Restate the records in full, so that each line matches the original exactly.

··· Data records ···

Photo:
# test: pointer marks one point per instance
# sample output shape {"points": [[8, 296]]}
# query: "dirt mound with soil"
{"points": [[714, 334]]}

···

● **Solution for this exercise**:
Photo:
# test: pointer marks one point per instance
# sample output shape {"points": [[8, 296]]}
# query: "dirt mound with soil"
{"points": [[714, 334]]}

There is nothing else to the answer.